**Source extract**
While rare de novo variants affecting individual genes have been identified to contribute to schizophrenia globally [26, 27], only a single gene, SETD1A, has been robustly associated with schizophrenia, previously. [28] This is, however, in the context of a syndromic and severe neurodevelopmental disorder as well as an adult-onset psychiatric condition. Isolated mental disorders, particularly non-syndromic psychiatric phenotypes, have not yet been associated with alterations of a single gene conferring a large risk with a Mendelian inheritance pattern. [29, 30]

A recent exome sequencing study identified rare coding variants in 10 genes conferring substantial risk for schizophrenia, including protein-truncating null variants in GRIN2A (GRIN2Anull; overall p-value 7×10−7, Odds Ratio = 24.1). [16] This is in agreement with our previous report of three individuals with GRIN2Anull from our GRIN registry (https://grin-portal.broadinstitute.org/) with either psychotic disorders (n = 2) or anxiety disorder (n = 1). [23] Our registry comprises 235 individuals with GRIN2A-related disorders that were not ascertained for mental disorders, and thus provides a unique opportunity to systematically investigate the incidence of mental disorders across the lifetime and its association with other symptoms of GRIN2A-related disorders, such as epilepsy. This is of particular relevance as the presence of epilepsy alone significantly increases the prevalence of mental illness with respective prevalence rates of up to ~35% for mood disorders, ~25% for anxiety disorders, ~5% for psychotic disorders (and 1.7% for schizophrenia in particular). [31,32,33]

The orally available non-essential amino acid L-serine mediates co-agonistic effects on the NMDAR in neurons via its enantiomer D-serine. [34] We recently reported on improved behavior, electroencephalography (EEG) and seizure frequency in individuals with GRIN2Anull treated with L-serine. [35] We therefore also collected retrospective observational data on treatment responses to L-serine in this cohort of individuals with GRIN2Anull-related mental disorders.
This study highlights just how precarious the human brain really is. The gene GRIN2A, which encodes a crucial component of the NMDA receptor, plays a central role in learning, memory, language development and the maturation of neural circuits. When this gene functions normally, children develop speech, acquire skills and form stable patterns of thought. But even modest mutations can derail these processes, leading to epilepsy, disrupted brain rhythms, language loss, cognitive impairments and a heightened risk of psychiatric illness. A single faulty subunit in a single receptor can compromise some of the most fundamental aspects of human mental life.

Stored records:

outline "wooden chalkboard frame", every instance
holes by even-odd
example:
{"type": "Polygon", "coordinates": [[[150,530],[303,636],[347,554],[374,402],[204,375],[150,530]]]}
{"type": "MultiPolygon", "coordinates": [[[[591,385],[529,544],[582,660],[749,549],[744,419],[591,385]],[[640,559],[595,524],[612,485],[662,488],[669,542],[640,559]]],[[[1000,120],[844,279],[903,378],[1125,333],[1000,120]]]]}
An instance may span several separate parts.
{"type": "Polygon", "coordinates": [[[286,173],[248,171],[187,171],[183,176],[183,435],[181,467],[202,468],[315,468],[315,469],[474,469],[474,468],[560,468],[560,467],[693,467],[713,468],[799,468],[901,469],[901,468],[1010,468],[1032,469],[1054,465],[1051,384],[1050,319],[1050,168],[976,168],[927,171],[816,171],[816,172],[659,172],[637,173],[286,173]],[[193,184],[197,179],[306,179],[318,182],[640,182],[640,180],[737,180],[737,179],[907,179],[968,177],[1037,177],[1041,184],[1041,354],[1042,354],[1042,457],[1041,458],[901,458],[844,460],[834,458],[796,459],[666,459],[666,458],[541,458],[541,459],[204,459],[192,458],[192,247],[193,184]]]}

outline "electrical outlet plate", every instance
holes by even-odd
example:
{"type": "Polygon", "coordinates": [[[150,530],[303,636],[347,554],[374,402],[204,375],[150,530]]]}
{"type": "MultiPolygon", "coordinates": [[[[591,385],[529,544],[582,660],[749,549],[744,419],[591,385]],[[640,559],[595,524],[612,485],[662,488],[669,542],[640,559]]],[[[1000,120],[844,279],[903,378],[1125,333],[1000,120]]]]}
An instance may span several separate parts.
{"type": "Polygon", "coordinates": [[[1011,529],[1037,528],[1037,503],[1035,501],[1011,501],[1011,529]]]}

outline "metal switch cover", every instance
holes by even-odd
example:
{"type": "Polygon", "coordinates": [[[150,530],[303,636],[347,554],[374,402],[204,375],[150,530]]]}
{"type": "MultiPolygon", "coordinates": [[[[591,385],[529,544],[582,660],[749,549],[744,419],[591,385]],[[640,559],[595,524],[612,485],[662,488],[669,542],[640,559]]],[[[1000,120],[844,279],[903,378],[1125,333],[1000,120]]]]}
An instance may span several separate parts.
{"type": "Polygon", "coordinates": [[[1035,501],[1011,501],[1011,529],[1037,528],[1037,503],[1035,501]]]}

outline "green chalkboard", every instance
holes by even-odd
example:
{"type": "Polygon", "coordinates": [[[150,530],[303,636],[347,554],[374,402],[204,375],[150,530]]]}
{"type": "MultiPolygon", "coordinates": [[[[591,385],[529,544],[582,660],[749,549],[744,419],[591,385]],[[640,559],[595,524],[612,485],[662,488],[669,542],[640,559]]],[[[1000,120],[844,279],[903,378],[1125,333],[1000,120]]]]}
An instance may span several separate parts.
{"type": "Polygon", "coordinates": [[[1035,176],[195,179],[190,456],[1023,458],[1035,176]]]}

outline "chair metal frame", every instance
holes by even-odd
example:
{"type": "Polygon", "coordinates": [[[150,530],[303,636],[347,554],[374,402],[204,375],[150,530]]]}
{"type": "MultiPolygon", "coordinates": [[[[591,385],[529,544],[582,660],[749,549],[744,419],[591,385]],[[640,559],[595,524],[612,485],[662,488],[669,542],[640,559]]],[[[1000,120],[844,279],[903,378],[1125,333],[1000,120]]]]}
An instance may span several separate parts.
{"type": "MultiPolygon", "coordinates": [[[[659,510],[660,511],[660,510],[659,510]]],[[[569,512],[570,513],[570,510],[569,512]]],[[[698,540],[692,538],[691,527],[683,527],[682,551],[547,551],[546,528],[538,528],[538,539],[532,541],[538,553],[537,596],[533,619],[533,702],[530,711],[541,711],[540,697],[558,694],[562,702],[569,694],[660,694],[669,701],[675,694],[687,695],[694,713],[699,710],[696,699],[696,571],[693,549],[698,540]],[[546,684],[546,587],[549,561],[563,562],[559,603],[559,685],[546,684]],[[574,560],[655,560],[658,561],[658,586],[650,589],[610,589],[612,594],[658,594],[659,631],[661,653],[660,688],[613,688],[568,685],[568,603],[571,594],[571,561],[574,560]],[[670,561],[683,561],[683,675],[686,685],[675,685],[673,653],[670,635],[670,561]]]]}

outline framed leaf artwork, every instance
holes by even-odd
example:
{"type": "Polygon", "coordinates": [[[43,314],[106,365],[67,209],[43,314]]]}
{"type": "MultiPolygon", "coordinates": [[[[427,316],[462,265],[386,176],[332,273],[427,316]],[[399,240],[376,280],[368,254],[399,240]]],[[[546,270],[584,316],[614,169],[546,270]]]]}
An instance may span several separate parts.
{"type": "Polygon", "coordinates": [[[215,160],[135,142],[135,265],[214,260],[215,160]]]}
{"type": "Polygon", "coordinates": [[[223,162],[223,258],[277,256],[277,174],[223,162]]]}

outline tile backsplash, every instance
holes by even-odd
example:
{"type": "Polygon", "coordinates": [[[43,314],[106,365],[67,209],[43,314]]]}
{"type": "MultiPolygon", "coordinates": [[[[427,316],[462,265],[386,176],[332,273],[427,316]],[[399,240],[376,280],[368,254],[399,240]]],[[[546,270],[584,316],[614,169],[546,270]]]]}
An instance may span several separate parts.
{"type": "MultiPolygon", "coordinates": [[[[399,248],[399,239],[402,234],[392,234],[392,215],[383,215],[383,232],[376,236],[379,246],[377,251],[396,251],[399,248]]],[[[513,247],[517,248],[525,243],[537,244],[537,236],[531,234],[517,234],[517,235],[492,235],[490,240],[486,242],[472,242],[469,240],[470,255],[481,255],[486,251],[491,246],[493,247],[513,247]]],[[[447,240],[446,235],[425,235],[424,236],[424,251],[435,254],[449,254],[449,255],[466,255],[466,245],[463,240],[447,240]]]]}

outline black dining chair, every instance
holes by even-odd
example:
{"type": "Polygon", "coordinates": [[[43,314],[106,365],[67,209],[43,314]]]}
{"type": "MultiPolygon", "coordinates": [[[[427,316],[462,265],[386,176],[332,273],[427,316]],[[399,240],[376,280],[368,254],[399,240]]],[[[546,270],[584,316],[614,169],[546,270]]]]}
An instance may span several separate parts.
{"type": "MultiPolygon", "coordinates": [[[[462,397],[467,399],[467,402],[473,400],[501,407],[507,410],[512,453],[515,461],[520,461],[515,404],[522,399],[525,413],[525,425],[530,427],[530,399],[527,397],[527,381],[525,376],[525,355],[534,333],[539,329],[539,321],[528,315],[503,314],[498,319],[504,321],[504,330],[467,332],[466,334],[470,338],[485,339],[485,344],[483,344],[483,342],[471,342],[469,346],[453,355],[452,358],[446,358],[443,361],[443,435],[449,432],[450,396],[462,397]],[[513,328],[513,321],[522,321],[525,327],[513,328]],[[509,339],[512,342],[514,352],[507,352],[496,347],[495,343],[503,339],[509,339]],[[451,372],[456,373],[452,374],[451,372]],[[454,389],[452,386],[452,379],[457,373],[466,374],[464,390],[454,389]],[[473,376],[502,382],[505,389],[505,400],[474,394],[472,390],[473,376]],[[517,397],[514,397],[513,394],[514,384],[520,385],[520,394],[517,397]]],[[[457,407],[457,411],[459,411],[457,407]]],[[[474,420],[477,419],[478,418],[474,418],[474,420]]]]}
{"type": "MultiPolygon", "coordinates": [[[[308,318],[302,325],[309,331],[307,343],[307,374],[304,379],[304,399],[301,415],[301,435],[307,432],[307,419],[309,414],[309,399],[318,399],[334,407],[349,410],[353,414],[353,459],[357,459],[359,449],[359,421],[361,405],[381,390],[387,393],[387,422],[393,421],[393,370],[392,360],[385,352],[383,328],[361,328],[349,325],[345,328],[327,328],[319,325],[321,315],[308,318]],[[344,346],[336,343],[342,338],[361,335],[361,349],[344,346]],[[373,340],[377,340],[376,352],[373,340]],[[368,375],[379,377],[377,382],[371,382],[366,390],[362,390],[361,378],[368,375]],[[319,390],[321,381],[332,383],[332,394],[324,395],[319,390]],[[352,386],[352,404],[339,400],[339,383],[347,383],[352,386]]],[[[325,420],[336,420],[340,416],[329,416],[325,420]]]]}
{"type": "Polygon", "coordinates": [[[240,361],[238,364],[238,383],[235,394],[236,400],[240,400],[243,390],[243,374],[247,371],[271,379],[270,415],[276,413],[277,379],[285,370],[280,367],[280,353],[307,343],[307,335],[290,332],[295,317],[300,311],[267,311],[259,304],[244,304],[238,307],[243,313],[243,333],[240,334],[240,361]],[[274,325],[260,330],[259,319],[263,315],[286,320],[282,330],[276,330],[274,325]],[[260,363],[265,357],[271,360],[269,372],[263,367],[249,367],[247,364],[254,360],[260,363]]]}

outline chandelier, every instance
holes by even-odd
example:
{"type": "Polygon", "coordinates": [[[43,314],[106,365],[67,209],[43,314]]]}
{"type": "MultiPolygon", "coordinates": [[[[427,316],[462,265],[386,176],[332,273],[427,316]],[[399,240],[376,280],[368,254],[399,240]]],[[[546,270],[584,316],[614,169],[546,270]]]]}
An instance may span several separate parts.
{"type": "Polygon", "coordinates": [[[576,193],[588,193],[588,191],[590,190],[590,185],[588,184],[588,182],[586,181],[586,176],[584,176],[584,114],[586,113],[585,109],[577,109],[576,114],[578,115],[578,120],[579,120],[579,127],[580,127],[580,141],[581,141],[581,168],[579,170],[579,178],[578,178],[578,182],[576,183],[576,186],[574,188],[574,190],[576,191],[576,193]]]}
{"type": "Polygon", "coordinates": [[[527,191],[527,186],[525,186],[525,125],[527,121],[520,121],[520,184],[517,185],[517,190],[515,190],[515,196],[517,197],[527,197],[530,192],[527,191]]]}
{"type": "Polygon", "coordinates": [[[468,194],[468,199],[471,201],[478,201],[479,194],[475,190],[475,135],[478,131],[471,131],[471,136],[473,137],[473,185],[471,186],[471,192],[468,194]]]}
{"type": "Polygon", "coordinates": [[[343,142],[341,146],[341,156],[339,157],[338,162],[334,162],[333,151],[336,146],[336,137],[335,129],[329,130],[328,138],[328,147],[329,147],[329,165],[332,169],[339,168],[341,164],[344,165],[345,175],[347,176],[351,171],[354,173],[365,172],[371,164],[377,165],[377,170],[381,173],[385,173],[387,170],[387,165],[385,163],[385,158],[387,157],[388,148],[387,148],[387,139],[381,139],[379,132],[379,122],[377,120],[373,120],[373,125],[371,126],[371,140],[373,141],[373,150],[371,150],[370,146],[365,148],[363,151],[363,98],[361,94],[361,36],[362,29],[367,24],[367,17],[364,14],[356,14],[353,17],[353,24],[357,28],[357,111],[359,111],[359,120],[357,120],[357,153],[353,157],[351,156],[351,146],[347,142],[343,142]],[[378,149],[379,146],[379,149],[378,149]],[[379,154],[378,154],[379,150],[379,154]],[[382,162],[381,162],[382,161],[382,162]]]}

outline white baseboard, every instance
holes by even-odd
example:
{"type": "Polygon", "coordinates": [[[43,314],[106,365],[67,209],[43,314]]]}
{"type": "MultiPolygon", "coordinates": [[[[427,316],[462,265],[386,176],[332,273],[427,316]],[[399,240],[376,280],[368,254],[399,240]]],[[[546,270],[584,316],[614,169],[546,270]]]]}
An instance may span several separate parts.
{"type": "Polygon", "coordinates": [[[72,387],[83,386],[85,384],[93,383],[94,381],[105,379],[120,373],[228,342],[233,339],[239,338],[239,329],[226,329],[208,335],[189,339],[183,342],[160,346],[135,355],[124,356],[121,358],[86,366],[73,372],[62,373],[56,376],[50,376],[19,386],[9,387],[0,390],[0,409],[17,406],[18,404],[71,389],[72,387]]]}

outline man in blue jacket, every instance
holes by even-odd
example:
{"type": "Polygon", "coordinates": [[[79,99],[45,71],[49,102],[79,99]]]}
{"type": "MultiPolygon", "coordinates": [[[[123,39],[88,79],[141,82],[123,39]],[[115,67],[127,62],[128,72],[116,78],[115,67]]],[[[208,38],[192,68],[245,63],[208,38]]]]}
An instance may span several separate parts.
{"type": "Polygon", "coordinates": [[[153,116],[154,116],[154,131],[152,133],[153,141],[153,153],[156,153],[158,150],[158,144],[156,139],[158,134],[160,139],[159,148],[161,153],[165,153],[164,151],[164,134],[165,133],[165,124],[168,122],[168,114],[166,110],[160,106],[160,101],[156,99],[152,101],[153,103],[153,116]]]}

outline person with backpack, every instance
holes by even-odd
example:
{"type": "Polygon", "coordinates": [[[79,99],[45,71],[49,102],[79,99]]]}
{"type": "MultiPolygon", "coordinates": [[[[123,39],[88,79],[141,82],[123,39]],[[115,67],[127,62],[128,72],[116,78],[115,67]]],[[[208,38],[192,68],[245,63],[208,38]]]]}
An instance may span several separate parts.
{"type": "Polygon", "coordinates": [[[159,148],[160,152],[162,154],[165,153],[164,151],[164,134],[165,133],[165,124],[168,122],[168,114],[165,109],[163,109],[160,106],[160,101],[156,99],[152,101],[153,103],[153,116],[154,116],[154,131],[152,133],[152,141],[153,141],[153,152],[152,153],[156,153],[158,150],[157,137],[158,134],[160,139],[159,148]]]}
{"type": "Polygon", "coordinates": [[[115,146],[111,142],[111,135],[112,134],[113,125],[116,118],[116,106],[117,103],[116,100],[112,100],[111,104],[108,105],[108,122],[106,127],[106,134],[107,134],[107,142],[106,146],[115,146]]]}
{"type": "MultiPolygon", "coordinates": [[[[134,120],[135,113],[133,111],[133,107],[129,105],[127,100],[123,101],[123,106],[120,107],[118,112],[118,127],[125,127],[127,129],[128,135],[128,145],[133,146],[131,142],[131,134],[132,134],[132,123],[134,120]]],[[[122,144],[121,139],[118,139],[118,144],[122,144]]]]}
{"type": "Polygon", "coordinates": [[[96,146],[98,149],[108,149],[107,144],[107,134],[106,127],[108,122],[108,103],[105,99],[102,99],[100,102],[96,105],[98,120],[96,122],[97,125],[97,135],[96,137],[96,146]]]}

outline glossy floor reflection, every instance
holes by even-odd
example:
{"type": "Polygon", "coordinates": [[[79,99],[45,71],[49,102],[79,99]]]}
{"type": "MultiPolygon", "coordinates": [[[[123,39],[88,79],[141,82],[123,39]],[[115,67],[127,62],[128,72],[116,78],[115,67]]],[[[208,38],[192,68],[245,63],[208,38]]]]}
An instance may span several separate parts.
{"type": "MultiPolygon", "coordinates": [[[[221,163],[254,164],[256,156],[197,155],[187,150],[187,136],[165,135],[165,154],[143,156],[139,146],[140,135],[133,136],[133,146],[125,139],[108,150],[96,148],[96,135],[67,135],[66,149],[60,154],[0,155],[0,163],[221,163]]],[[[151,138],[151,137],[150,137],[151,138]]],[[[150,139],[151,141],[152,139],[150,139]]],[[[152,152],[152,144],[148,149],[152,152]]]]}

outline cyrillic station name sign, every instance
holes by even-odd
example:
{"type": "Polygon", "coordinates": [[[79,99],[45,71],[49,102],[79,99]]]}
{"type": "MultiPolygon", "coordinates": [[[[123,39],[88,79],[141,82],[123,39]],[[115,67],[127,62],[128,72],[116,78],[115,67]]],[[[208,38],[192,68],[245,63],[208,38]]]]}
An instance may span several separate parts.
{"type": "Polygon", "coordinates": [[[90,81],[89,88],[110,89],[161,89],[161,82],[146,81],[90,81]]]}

**Problem requirements**
Please reproduce the GRIN2A passage word for word, starting with "This study highlights" and going on through "human mental life.". Nothing in the records is needed here.

**Exercise solution**
This study highlights just how precarious the human brain really is. The gene GRIN2A, which encodes a crucial component of the NMDA receptor, plays a central role in learning, memory, language development and the maturation of neural circuits. When this gene functions normally, children develop speech, acquire skills and form stable patterns of thought. But even modest mutations can derail these processes, leading to epilepsy, disrupted brain rhythms, language loss, cognitive impairments and a heightened risk of psychiatric illness. A single faulty subunit in a single receptor can compromise some of the most fundamental aspects of human mental life.